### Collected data

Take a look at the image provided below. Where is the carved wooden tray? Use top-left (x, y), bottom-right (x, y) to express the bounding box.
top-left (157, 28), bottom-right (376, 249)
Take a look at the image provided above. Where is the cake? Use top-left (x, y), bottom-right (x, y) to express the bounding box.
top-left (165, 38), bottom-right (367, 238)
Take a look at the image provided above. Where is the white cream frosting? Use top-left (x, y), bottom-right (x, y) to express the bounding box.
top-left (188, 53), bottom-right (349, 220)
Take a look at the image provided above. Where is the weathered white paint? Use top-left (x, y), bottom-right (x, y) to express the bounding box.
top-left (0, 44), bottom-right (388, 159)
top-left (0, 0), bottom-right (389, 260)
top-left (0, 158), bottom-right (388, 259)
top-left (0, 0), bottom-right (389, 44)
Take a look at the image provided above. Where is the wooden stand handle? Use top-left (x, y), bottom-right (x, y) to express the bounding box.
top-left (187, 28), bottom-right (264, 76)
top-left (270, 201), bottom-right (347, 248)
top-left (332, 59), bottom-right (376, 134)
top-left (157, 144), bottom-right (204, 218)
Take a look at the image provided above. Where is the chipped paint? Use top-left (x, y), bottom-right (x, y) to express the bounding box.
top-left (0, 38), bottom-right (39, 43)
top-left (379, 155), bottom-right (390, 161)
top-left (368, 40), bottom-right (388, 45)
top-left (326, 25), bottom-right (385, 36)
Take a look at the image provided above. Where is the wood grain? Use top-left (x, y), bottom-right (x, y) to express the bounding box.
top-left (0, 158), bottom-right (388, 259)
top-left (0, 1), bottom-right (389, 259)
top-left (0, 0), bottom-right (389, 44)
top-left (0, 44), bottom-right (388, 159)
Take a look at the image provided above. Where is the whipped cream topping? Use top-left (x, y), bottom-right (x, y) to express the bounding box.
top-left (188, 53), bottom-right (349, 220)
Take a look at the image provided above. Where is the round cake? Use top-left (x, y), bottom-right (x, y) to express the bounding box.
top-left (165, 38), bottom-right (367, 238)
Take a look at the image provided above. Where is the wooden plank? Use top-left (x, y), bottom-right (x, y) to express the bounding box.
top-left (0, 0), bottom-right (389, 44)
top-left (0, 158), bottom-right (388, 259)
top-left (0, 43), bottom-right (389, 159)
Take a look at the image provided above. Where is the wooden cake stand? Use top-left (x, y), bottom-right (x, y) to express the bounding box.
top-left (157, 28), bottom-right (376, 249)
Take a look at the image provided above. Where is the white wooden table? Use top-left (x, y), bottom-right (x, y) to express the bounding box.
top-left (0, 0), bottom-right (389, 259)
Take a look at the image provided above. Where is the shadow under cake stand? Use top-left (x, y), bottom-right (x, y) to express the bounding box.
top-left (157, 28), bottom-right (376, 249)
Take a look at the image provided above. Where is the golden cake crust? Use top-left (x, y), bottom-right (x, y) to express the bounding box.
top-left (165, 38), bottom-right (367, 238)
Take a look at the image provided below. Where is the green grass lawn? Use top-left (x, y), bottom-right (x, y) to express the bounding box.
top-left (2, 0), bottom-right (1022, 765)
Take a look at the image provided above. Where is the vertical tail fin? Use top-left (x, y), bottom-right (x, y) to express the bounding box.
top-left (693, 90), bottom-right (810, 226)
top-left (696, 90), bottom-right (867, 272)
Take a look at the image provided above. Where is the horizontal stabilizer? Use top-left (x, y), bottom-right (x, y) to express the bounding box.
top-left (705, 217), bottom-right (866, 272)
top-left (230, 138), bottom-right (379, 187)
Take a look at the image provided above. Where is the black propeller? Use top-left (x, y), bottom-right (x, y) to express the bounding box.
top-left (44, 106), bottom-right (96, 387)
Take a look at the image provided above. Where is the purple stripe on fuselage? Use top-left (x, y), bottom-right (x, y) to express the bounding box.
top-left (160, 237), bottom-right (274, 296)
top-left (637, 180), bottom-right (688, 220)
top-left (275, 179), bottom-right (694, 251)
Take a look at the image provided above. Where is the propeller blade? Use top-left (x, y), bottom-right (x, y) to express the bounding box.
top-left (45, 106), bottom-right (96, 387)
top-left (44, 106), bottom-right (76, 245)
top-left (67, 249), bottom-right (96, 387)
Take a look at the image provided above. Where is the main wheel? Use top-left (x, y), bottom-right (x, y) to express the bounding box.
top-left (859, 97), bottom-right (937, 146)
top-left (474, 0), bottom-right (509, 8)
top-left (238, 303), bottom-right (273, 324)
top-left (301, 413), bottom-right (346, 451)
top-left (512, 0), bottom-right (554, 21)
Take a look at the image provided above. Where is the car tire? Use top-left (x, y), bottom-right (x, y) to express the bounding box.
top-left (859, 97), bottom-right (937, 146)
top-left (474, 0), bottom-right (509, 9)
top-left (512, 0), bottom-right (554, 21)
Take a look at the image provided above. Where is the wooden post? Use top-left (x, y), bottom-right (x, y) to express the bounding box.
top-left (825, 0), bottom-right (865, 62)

### REQUIRED WORK
What is needed is an exact copy of all the entries.

### SOLUTION TO THIS PROBLEM
Take a look at the image provided below. Where is the carved wooden tray? Use top-left (x, y), bottom-right (x, y) to express the bounding box.
top-left (157, 28), bottom-right (376, 249)
Take a look at the image provided above. Where is the cake? Use top-left (x, y), bottom-right (x, y) to express the bounding box.
top-left (165, 38), bottom-right (367, 238)
Take a look at the image provided above. Where is the white cream frosting? Use top-left (x, y), bottom-right (x, y) to express the bounding box.
top-left (188, 53), bottom-right (349, 220)
Take a look at the image provided above. Where is the weathered white paint? Use top-left (x, y), bottom-right (x, y) to express the bounding box.
top-left (0, 44), bottom-right (388, 159)
top-left (0, 0), bottom-right (389, 260)
top-left (0, 158), bottom-right (388, 259)
top-left (0, 0), bottom-right (389, 44)
Take a look at the image provided above. Where is the wooden stand handle? Use top-left (x, y), bottom-right (x, y) to express the bounding box.
top-left (187, 28), bottom-right (264, 76)
top-left (270, 201), bottom-right (347, 248)
top-left (332, 59), bottom-right (376, 134)
top-left (157, 144), bottom-right (204, 218)
Take a look at the image provided above. Where is the chipped paint? Use top-left (x, y), bottom-right (x, y) to express the bounding box.
top-left (0, 38), bottom-right (39, 43)
top-left (379, 155), bottom-right (390, 161)
top-left (368, 40), bottom-right (388, 45)
top-left (326, 25), bottom-right (385, 36)
Take a look at the image provided above. Where is the wood grain? Use top-left (x, y), bottom-right (x, y) to express the bounding box.
top-left (0, 158), bottom-right (388, 259)
top-left (0, 1), bottom-right (389, 259)
top-left (0, 0), bottom-right (389, 44)
top-left (0, 44), bottom-right (388, 159)
Take a look at the image provided above. Where is the whipped cream topping? Use top-left (x, y), bottom-right (x, y) to express the bounding box.
top-left (188, 53), bottom-right (349, 220)
Take a look at the image provided above. Where is the round cake? Use top-left (x, y), bottom-right (x, y) to express the bounding box.
top-left (165, 38), bottom-right (367, 238)
Take a look at the image provided above. Where is the wooden plank? Use top-left (x, y), bottom-right (x, y) to express the bounding box.
top-left (0, 0), bottom-right (389, 44)
top-left (0, 158), bottom-right (388, 259)
top-left (0, 43), bottom-right (389, 159)
Take a look at the image provided above. Where is the wooden cake stand? Use top-left (x, y), bottom-right (x, y) to express the bounding box.
top-left (157, 28), bottom-right (376, 249)
Take a look at the image provided above. Where is the white wooden table? Use top-left (x, y), bottom-right (x, y) to express the bounding box.
top-left (0, 0), bottom-right (389, 259)
Take a look at the image provided above. Where is the shadow under cake stand? Use top-left (x, y), bottom-right (x, y) to express the bounding box.
top-left (157, 28), bottom-right (376, 249)
Take a look at the image provided above. Where is the golden cake crust? Use top-left (x, y), bottom-right (x, y) to express the bounding box.
top-left (165, 38), bottom-right (367, 238)
Take a look at the image provided below. Where is the green grass lawn? Use top-left (x, y), bottom-right (x, y) to express the bounding box.
top-left (2, 0), bottom-right (1022, 765)
Take a look at the image provided above. Where is the vertical tail fin? Use top-left (x, y), bottom-right (x, y) to express the bounding box.
top-left (693, 90), bottom-right (810, 226)
top-left (696, 90), bottom-right (867, 272)
Take a look at the image provided above. Where is the horizontal stabilizer? Use top-left (x, y), bottom-right (x, y) to express the bounding box.
top-left (705, 217), bottom-right (866, 272)
top-left (230, 138), bottom-right (379, 187)
Take a look at the image provided above. Where is the black propeller? Use top-left (x, y), bottom-right (x, y) to express the bounding box.
top-left (44, 106), bottom-right (96, 387)
Take a look at the image provided above. Where is the purple stripe on fuselage? Use top-left (x, y), bottom-right (x, y) to express the bounding box.
top-left (160, 237), bottom-right (274, 296)
top-left (637, 180), bottom-right (688, 220)
top-left (275, 179), bottom-right (694, 251)
Take a look at the image provided above. Where is the propeller blade? Use top-left (x, y), bottom-right (x, y) to express the bounding box.
top-left (45, 106), bottom-right (96, 387)
top-left (44, 106), bottom-right (76, 245)
top-left (67, 249), bottom-right (96, 387)
Take a look at the image provided above. Where is the main wheel? Use top-left (x, y), bottom-right (x, y) to express the bounding box.
top-left (859, 97), bottom-right (937, 146)
top-left (474, 0), bottom-right (509, 8)
top-left (238, 303), bottom-right (273, 324)
top-left (301, 413), bottom-right (346, 451)
top-left (512, 0), bottom-right (554, 21)
Take a look at the image provided above. Where is the car tire? Use top-left (x, y), bottom-right (x, y) to express the bounding box.
top-left (859, 97), bottom-right (937, 146)
top-left (474, 0), bottom-right (509, 9)
top-left (512, 0), bottom-right (554, 21)
Take a look at the image provided above. Where is the wooden post? Use top-left (x, y), bottom-right (x, y) to express the bounding box.
top-left (825, 0), bottom-right (865, 62)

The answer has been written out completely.